What you will do
Please output the entries below from the line that contains "[indicate] the bare dirt" through the final line, reproduced exactly and alone.

[Coordinate labeling data]
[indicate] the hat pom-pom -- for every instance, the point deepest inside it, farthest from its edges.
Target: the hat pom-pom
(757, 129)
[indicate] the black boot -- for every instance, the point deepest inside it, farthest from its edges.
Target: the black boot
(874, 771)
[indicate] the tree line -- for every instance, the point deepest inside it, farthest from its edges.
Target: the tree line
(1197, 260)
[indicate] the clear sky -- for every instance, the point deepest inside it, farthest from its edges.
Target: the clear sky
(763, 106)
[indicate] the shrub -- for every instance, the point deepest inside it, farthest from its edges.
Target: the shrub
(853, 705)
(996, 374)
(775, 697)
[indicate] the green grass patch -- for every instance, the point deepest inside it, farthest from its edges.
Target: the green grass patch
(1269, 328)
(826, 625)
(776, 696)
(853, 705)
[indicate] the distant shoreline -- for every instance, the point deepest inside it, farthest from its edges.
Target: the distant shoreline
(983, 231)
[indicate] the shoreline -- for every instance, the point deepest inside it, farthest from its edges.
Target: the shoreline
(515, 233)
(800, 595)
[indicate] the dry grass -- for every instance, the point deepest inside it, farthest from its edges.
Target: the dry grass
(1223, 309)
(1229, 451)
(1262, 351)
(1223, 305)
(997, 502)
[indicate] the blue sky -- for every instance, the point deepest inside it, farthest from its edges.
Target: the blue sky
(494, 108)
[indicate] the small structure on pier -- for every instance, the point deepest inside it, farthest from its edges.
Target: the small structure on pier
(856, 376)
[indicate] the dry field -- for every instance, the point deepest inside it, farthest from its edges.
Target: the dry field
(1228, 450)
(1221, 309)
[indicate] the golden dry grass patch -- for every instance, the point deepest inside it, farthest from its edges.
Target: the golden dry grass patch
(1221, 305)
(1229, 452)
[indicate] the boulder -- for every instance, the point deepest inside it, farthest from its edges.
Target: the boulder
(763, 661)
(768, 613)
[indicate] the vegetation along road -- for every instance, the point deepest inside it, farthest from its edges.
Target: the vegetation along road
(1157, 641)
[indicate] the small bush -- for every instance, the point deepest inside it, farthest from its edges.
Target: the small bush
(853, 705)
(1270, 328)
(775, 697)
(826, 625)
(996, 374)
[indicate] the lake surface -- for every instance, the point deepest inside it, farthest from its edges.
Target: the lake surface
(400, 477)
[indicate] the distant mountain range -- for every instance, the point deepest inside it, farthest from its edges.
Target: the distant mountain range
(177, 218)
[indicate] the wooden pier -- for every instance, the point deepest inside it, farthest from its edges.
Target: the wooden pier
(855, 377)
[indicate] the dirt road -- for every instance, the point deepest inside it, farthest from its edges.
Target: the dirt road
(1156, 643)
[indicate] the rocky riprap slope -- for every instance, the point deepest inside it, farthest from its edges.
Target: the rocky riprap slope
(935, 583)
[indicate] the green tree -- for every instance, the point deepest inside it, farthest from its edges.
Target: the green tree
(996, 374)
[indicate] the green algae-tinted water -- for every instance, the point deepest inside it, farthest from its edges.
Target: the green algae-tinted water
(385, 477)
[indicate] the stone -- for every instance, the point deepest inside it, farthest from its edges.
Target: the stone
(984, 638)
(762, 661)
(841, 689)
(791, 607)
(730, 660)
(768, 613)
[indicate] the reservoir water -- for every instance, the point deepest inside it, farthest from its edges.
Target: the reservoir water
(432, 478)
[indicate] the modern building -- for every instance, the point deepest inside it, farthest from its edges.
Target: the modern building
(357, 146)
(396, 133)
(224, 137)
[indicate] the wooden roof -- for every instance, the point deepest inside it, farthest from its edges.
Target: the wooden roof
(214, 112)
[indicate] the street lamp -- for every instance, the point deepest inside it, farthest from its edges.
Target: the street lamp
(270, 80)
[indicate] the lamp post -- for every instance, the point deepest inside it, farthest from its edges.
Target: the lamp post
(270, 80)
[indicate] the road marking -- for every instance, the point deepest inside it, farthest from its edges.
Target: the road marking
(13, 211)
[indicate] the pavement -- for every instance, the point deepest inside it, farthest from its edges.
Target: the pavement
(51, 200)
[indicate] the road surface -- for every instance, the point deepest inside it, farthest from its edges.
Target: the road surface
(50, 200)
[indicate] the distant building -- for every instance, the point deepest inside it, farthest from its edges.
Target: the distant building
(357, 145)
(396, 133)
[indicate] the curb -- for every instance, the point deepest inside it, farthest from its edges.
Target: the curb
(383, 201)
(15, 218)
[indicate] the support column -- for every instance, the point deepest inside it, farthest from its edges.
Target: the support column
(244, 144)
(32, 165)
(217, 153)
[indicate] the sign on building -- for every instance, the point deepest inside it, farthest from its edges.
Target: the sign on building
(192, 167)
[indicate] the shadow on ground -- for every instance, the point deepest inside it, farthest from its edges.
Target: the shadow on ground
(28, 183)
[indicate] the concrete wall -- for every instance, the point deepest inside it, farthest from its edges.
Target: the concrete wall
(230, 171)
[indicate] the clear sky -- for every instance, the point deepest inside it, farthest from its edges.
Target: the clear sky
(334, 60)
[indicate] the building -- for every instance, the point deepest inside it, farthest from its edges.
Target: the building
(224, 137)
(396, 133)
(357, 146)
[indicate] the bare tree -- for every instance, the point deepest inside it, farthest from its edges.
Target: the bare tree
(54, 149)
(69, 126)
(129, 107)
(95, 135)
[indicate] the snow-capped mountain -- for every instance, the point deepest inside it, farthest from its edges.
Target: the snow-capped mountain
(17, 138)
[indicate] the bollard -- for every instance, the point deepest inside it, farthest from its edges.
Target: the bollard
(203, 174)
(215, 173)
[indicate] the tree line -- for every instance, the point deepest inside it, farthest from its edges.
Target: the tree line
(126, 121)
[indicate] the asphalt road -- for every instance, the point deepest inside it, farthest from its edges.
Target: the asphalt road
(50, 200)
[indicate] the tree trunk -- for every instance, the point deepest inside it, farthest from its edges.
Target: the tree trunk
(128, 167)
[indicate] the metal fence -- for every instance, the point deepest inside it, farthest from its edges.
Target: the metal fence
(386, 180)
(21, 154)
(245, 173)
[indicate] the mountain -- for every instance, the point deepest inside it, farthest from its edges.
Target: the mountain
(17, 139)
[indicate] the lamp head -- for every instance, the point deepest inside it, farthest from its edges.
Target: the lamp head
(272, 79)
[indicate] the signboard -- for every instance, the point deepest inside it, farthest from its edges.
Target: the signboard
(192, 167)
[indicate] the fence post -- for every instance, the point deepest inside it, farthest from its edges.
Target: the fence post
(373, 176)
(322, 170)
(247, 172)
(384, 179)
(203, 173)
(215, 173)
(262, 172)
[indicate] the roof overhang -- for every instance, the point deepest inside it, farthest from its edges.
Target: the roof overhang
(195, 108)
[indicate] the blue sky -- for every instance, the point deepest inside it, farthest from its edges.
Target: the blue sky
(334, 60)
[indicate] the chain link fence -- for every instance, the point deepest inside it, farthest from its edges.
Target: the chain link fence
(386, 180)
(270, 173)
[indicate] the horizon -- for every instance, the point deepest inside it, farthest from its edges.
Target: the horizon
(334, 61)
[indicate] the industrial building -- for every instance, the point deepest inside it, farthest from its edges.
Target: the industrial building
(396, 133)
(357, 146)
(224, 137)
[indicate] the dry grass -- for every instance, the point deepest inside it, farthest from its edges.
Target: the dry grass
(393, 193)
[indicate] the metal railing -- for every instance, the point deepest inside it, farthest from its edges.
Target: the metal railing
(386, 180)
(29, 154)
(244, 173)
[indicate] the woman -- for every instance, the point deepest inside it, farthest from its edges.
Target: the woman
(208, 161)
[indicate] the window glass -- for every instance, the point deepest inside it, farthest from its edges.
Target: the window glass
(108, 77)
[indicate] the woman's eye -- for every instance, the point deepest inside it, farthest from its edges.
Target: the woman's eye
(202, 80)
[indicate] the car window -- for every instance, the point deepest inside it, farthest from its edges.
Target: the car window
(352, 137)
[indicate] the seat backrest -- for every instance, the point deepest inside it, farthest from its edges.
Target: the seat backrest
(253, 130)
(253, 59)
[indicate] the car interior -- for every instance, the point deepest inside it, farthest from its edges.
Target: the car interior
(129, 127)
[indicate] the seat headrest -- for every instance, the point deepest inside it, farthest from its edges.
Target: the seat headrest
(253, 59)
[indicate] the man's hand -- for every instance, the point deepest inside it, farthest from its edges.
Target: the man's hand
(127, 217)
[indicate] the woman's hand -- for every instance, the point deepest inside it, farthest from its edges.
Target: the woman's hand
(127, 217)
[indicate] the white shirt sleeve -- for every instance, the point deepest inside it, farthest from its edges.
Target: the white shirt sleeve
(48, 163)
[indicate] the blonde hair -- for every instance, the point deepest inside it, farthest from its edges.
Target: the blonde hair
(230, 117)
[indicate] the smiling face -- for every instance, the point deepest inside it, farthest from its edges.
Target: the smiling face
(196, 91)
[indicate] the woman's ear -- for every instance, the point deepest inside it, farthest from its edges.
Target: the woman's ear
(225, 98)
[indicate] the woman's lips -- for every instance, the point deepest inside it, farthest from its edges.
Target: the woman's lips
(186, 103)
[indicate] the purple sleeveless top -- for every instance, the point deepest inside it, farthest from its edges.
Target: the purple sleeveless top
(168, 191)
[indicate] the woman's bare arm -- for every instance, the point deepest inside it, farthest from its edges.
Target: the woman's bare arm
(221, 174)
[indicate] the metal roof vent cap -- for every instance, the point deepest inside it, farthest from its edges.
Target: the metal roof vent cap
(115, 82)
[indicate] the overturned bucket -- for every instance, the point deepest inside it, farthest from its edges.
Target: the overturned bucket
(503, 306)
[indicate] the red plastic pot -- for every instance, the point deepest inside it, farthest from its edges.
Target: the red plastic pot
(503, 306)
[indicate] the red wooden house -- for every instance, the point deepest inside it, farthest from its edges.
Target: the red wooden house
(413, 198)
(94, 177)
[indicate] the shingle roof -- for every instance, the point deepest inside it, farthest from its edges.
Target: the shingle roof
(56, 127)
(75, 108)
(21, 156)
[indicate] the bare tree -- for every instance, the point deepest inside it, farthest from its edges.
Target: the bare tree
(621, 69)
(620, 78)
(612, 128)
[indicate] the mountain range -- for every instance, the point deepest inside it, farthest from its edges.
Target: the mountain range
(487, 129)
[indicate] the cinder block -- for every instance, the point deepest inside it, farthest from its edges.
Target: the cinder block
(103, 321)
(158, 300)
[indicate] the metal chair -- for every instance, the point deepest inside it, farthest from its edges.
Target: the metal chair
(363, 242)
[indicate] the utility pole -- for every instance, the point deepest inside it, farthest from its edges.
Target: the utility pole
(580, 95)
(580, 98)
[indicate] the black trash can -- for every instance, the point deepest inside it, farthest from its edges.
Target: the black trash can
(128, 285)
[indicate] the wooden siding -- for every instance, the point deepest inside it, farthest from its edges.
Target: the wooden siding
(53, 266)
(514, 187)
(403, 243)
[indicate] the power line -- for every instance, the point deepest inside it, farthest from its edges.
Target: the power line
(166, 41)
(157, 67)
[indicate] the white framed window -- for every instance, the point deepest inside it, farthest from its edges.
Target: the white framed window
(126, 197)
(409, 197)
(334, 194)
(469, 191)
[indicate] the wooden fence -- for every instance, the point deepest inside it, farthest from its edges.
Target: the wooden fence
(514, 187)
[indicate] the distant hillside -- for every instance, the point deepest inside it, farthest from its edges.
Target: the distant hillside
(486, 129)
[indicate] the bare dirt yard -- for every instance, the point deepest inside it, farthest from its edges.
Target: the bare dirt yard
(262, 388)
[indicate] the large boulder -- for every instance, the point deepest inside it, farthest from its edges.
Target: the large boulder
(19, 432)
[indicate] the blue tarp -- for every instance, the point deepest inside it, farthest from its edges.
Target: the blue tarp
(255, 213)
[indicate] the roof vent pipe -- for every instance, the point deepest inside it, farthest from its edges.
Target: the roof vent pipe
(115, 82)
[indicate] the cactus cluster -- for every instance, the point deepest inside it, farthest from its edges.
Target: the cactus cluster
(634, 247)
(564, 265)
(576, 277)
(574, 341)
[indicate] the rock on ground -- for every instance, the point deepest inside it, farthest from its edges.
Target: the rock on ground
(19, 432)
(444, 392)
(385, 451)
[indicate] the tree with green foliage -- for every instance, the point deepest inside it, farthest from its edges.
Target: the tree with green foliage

Answer below
[indicate] the bare dirt yard -- for every instance, the point deepest inside it, farthest from its edges.
Target: the bare dirt yard
(262, 388)
[indicate] the large boulder -- for every instance, the point deepest inside it, farthest from its edges.
Target: the large boulder
(19, 432)
[indicate] the blue tarp -- for every instance, the point deepest inside it, farthest from its edges.
Target: the blue tarp
(255, 213)
[indicate] the roof vent pipe -- for every instance, the point deepest inside it, farthest from its edges.
Target: the roof vent pipe
(115, 82)
[indicate] the cactus cluster -- for every instance, the point deepest inside it, farthest from its edges.
Target: the cactus cluster
(634, 247)
(564, 265)
(576, 277)
(574, 341)
[indicate] the rock on ground -- for every instance, the point deepest inside it, farthest from its edges.
Target: the rock on ground
(19, 432)
(444, 392)
(385, 451)
[indicate] the tree with green foliage -- for every instance, the point deepest inside it, farthest from its edges.
Target: the tree with green foliage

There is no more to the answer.